Coordinate annotation records:

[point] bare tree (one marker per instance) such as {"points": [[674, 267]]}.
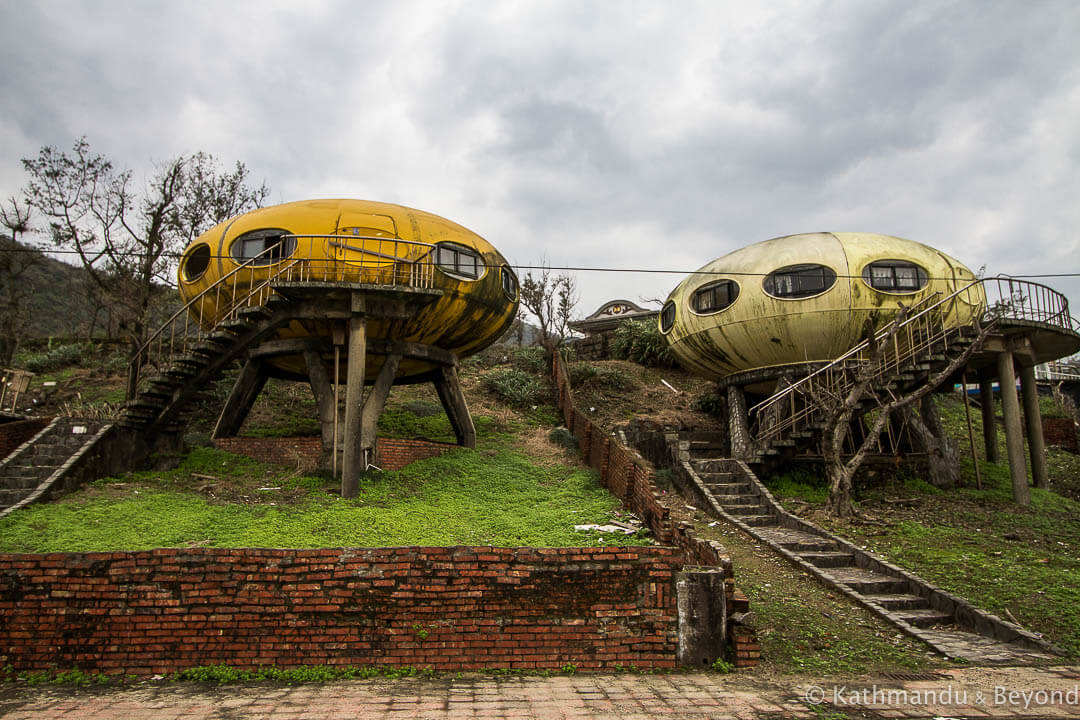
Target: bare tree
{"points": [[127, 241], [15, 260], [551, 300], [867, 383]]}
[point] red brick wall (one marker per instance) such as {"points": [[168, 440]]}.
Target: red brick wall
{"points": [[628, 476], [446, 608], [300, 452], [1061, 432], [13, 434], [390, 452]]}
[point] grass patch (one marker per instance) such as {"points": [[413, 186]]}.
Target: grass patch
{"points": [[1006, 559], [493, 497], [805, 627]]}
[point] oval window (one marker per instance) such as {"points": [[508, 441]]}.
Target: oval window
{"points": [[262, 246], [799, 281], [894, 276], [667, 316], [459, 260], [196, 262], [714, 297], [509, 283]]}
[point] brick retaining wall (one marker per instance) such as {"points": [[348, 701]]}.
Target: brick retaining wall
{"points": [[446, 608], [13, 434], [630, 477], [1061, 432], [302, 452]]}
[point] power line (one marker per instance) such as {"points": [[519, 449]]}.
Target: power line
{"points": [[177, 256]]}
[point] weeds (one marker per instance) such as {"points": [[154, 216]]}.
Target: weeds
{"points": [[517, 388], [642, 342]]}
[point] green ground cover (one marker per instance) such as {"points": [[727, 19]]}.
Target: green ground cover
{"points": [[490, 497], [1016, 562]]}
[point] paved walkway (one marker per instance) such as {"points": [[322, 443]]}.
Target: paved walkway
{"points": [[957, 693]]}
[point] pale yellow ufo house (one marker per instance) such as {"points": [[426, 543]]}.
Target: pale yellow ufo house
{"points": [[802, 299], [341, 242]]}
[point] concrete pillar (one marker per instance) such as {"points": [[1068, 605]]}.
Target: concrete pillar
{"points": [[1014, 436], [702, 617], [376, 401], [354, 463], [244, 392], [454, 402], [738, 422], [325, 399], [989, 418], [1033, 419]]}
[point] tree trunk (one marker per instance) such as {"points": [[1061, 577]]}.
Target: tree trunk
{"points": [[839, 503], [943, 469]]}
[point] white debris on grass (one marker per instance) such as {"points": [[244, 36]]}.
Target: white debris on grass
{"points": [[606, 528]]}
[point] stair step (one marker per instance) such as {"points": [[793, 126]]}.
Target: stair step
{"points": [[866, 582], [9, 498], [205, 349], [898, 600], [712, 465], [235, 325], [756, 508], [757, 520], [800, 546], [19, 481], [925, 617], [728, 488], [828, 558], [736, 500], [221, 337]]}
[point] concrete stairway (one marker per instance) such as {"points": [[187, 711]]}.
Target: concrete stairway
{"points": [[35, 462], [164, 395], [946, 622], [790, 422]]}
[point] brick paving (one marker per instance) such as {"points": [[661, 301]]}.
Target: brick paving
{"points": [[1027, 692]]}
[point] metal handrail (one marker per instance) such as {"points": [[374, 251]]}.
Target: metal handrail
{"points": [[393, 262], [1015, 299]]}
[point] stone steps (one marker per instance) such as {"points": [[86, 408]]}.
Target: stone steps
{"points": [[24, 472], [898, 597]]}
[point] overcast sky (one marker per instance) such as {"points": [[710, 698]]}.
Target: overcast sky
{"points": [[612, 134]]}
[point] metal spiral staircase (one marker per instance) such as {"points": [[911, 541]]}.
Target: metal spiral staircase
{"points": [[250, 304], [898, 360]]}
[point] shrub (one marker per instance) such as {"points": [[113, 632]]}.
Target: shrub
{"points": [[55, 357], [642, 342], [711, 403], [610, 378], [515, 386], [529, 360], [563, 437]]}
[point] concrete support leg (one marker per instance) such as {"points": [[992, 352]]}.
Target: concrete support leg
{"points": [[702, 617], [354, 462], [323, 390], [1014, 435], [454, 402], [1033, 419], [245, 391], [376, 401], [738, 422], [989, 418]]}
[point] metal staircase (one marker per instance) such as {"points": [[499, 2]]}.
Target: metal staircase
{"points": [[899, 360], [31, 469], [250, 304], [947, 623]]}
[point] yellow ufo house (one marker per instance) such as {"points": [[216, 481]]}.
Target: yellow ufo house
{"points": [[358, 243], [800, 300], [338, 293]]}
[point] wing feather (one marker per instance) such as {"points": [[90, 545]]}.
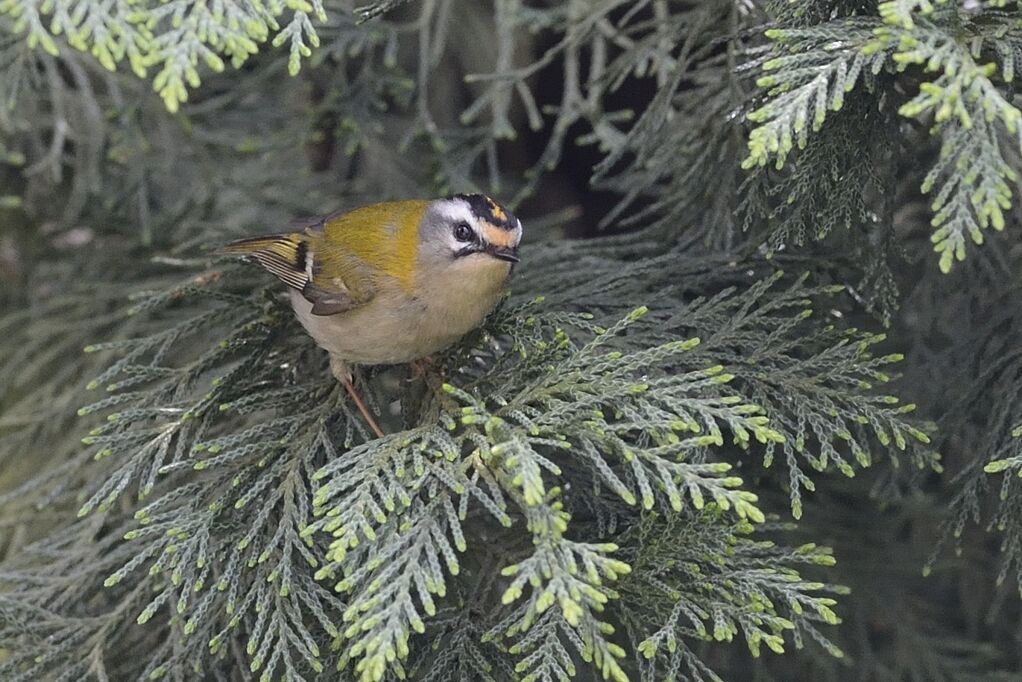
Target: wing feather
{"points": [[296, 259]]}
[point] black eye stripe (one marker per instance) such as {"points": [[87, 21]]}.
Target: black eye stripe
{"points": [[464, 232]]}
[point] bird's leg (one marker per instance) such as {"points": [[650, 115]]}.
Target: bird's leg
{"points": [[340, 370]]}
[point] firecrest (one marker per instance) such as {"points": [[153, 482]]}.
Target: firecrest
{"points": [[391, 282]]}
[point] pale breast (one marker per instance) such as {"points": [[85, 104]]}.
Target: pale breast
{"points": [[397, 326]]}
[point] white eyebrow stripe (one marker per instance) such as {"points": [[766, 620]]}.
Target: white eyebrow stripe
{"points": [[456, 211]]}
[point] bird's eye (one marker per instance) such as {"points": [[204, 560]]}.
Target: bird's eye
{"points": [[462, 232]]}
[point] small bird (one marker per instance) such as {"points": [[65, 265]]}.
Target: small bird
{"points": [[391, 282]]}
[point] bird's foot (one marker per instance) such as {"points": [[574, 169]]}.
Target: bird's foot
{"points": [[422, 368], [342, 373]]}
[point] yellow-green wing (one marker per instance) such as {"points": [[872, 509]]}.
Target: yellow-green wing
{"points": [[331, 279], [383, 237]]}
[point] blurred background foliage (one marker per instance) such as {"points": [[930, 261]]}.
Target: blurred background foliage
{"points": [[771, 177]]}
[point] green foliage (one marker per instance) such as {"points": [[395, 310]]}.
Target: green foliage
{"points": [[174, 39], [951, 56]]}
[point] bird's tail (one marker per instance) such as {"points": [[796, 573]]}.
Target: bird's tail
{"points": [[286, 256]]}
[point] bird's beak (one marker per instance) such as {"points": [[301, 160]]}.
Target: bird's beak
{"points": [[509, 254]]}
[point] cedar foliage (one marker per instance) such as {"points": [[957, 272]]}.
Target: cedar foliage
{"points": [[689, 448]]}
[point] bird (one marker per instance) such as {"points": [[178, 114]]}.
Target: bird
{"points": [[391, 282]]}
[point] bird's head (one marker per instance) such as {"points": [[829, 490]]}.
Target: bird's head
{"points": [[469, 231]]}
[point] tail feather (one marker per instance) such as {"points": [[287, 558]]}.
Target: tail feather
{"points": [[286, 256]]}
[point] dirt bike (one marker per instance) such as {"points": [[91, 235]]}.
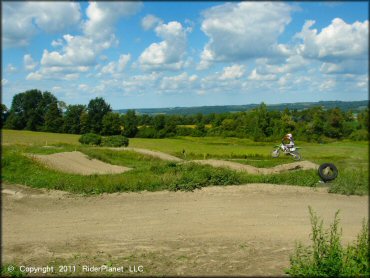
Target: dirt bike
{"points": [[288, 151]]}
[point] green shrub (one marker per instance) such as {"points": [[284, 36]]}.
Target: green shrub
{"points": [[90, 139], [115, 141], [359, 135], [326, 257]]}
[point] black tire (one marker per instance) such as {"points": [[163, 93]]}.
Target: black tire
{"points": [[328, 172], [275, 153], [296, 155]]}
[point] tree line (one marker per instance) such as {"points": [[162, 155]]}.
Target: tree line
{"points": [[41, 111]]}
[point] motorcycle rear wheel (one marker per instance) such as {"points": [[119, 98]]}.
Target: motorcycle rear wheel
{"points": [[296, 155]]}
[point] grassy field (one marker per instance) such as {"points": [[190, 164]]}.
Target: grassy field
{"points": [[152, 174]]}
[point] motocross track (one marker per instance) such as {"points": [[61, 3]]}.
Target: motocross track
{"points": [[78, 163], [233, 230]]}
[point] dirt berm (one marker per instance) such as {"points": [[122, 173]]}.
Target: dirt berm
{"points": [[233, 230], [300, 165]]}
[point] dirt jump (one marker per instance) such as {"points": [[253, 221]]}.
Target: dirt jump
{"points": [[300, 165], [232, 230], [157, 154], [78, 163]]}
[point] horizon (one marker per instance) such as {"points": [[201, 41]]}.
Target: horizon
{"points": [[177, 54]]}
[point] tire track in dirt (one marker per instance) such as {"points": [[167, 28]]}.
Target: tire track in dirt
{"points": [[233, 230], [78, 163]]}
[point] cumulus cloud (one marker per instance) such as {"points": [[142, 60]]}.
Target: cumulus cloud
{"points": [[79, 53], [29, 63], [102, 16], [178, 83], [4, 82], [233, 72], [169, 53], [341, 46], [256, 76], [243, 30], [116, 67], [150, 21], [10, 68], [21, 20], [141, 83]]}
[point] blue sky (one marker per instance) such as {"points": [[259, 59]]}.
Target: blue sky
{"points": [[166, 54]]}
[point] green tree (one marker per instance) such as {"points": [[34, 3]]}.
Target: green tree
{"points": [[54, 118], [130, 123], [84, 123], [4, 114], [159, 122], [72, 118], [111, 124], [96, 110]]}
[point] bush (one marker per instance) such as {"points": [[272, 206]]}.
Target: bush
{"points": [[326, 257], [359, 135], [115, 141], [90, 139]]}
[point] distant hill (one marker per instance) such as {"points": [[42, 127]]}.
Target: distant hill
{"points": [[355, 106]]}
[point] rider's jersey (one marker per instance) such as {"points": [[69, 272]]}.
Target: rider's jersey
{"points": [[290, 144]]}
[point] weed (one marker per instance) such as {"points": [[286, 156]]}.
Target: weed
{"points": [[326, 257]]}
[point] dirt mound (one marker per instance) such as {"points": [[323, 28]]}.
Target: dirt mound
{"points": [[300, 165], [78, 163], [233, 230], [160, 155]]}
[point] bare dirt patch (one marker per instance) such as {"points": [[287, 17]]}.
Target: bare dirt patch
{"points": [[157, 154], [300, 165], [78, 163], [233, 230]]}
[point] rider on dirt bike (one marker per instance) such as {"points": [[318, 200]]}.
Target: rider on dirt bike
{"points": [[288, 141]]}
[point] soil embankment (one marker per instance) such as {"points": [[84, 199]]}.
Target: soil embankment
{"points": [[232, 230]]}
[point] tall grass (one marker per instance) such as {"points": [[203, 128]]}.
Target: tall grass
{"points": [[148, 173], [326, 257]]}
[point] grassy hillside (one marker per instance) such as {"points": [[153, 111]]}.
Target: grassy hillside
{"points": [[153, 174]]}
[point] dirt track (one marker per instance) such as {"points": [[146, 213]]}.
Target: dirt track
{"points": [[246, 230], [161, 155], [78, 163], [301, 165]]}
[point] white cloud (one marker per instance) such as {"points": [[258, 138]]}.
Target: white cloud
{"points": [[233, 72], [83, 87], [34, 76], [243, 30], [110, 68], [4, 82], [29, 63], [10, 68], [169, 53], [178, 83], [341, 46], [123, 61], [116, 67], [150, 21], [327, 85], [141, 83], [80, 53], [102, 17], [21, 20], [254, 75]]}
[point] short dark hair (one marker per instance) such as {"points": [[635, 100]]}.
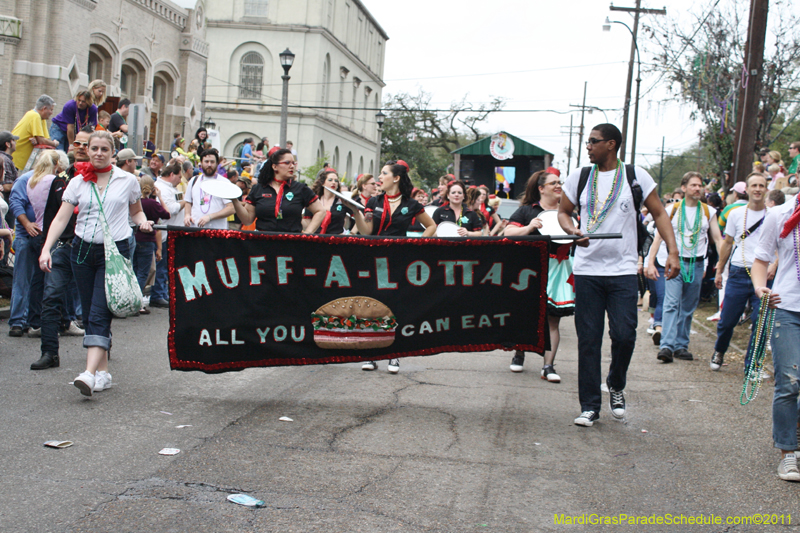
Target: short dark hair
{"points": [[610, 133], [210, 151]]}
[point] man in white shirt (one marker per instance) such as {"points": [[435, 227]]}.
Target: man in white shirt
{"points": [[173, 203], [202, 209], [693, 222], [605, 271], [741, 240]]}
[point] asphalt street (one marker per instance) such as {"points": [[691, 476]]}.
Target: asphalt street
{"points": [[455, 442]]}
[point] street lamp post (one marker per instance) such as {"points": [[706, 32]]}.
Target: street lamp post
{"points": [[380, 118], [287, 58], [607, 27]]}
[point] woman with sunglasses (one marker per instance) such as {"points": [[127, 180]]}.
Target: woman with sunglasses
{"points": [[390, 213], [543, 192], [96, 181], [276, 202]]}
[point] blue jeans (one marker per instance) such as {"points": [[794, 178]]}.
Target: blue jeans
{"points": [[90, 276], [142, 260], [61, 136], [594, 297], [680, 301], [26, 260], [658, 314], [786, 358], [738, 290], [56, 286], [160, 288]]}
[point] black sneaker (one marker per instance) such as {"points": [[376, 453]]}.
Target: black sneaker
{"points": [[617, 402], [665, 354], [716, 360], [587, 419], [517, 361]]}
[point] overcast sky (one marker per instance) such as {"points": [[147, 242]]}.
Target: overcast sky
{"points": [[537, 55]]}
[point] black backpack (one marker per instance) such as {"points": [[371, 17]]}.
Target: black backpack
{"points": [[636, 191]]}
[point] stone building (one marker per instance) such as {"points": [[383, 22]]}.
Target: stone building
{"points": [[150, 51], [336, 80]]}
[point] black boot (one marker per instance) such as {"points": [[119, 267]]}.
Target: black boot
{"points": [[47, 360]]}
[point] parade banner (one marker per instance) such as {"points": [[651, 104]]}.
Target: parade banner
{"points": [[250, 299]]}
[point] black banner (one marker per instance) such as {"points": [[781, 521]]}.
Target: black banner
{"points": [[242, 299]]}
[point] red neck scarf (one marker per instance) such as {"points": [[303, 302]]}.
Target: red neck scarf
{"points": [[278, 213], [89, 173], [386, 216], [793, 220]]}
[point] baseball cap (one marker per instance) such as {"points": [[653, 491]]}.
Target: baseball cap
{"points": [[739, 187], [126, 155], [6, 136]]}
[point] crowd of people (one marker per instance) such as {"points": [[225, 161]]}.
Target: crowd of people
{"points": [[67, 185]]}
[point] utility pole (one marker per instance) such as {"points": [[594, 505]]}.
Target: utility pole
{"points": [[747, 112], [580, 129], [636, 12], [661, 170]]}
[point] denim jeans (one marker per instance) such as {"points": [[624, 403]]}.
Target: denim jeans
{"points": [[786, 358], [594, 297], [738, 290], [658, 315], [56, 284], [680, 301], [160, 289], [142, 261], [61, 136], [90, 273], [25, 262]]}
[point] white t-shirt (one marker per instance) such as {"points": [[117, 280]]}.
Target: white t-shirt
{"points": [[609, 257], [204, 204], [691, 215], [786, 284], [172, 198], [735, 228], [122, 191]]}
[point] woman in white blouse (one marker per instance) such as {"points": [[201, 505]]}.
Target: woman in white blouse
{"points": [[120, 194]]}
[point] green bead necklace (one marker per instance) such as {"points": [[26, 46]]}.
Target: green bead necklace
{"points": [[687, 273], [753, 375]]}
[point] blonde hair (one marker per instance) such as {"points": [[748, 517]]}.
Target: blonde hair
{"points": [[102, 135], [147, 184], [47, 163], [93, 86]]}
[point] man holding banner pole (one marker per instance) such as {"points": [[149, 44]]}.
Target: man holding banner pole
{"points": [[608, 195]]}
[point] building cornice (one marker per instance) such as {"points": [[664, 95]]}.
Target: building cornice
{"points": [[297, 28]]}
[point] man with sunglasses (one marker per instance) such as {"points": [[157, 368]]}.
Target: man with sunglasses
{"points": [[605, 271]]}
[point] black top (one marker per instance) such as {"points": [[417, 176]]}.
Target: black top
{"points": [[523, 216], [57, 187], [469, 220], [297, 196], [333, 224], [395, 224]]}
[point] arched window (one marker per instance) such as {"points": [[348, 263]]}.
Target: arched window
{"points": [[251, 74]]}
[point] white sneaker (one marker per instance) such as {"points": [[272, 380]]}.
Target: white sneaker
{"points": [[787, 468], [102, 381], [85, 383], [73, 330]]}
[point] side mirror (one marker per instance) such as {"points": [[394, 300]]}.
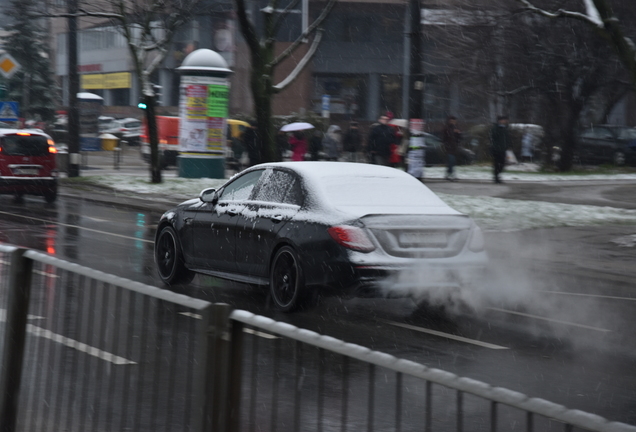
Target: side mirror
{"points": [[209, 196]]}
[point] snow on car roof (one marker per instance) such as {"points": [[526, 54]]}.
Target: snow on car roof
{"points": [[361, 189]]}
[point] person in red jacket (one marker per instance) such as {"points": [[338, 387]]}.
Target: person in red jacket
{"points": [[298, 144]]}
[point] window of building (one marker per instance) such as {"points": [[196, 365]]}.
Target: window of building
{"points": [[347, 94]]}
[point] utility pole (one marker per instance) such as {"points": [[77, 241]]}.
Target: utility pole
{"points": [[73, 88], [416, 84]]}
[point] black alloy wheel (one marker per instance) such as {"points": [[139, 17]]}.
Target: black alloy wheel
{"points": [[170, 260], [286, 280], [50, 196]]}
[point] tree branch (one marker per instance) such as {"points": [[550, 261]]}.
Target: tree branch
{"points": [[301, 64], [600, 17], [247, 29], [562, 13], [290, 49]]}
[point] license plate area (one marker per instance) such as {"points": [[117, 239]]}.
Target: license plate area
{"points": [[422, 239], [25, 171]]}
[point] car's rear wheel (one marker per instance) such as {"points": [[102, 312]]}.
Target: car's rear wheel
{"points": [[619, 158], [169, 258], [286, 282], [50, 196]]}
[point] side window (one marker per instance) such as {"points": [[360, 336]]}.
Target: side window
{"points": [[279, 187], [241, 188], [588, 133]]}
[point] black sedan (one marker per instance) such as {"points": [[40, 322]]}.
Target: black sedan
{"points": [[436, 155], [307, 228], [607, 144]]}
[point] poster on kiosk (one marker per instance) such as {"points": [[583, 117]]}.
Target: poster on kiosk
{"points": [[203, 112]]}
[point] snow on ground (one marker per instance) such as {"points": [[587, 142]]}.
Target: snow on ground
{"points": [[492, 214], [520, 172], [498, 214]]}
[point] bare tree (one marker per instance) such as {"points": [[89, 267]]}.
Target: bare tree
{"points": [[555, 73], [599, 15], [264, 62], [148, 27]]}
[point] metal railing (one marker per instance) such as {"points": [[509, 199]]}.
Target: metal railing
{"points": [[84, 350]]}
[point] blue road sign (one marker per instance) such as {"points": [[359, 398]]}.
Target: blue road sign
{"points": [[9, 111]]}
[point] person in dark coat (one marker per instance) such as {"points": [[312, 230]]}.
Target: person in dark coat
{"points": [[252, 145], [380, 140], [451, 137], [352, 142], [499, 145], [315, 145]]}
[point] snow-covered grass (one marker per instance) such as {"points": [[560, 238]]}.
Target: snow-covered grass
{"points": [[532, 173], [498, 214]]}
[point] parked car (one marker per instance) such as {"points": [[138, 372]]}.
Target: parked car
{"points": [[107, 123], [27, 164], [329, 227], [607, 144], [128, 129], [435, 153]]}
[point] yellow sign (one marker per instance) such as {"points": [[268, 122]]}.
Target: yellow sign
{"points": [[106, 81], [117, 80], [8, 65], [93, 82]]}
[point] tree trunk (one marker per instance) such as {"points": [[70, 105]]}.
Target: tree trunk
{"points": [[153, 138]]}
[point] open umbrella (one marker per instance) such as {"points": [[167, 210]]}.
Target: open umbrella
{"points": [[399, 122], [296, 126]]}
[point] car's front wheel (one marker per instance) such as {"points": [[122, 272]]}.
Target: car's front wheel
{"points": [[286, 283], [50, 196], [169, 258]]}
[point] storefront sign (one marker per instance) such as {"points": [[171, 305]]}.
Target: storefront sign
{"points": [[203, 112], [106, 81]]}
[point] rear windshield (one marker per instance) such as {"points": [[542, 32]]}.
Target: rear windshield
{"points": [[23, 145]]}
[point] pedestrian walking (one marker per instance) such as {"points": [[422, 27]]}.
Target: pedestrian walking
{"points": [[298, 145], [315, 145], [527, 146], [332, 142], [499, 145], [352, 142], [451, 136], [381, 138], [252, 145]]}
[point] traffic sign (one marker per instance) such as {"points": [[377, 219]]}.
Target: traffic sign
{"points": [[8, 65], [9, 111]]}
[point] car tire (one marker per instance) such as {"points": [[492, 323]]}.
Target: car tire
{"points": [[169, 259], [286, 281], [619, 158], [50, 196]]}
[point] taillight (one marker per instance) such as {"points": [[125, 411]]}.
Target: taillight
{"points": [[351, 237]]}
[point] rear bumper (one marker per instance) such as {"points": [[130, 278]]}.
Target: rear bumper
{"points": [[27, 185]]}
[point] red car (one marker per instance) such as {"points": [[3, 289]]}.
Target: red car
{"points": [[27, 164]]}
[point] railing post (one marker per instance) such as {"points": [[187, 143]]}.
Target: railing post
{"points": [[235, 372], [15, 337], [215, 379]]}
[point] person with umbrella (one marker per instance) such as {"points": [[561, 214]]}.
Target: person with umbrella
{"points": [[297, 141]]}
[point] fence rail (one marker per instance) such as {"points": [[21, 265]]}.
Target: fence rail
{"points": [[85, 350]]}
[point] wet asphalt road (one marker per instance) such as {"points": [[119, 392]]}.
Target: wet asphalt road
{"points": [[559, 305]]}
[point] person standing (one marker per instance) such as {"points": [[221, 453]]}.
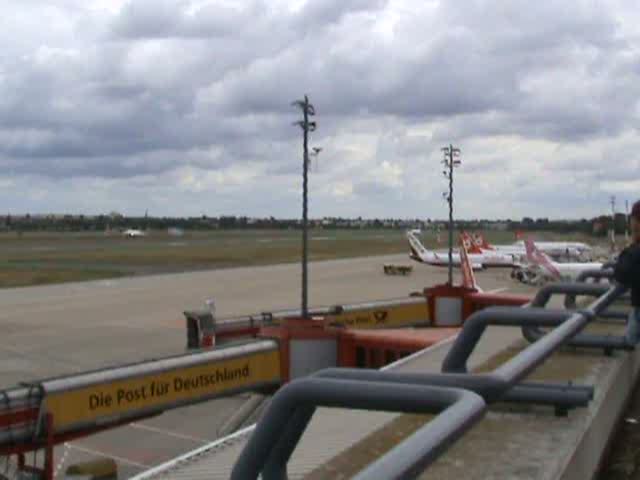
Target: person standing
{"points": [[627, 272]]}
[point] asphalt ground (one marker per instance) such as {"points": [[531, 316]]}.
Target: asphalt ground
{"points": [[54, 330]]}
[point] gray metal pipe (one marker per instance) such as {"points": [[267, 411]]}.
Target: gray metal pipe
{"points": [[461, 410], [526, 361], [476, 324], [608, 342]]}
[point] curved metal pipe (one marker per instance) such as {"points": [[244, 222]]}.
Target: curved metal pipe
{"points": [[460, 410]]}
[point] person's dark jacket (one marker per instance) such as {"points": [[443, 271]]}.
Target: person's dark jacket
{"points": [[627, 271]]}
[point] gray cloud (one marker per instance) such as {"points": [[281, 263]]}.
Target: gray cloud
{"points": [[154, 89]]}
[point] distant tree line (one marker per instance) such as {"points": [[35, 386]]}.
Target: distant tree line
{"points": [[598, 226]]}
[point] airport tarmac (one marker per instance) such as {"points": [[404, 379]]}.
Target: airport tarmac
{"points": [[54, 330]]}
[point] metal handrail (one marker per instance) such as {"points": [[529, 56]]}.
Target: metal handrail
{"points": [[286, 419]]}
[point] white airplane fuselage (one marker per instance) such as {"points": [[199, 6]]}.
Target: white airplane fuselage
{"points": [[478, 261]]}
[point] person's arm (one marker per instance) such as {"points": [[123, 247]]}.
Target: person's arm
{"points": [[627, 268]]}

Task brief — Please output exactly the lines from the line containing "[point] wet asphalt" through the last line of the records above, both included, and leave out any pictures.

Full solution —
[point] wet asphalt road (one marker per instance) such as {"points": [[119, 392]]}.
Target: wet asphalt road
{"points": [[559, 305]]}
[point] person standing (one marker per instance) such as {"points": [[221, 453]]}.
Target: person standing
{"points": [[627, 272]]}
[point] asphalt ground (one marker per instance) such as {"points": [[531, 316]]}.
Target: asphalt ground
{"points": [[54, 330]]}
[point] gray metal pipe (one marker per instance) such as {"points": [[267, 411]]}.
Target: gray metal pipe
{"points": [[461, 410], [526, 361], [476, 324], [608, 342]]}
[point] curved metal pipe (one marker per instance) such as {"points": [[244, 222]]}.
Target: curved metal pipe
{"points": [[460, 410]]}
[point] person's dark jacket (one marker per instance) such as {"points": [[443, 271]]}.
Target: person's dark jacket
{"points": [[627, 271]]}
[point] gray cloud (one marker per instance) such as {"points": [[281, 263]]}.
Target: gray cloud
{"points": [[154, 89]]}
[point] distant tree line (one marker per instance) such as {"points": [[35, 386]]}.
Target: distant tree line
{"points": [[598, 226]]}
[point] airport tarmac (one marker per instance) such as {"points": [[404, 379]]}.
Target: airport tarmac
{"points": [[54, 330]]}
[point] metal handrail (one marker per instance) such as {"points": [[529, 56]]}.
Target: metal handrail
{"points": [[286, 419]]}
[point] white airplane fuselage (one marker per instance) such as {"points": [[199, 6]]}.
Target: white airplane fuselage
{"points": [[478, 261]]}
[point] person's arm (one marker per instance) such as {"points": [[123, 247]]}.
Target: person's arm
{"points": [[627, 268]]}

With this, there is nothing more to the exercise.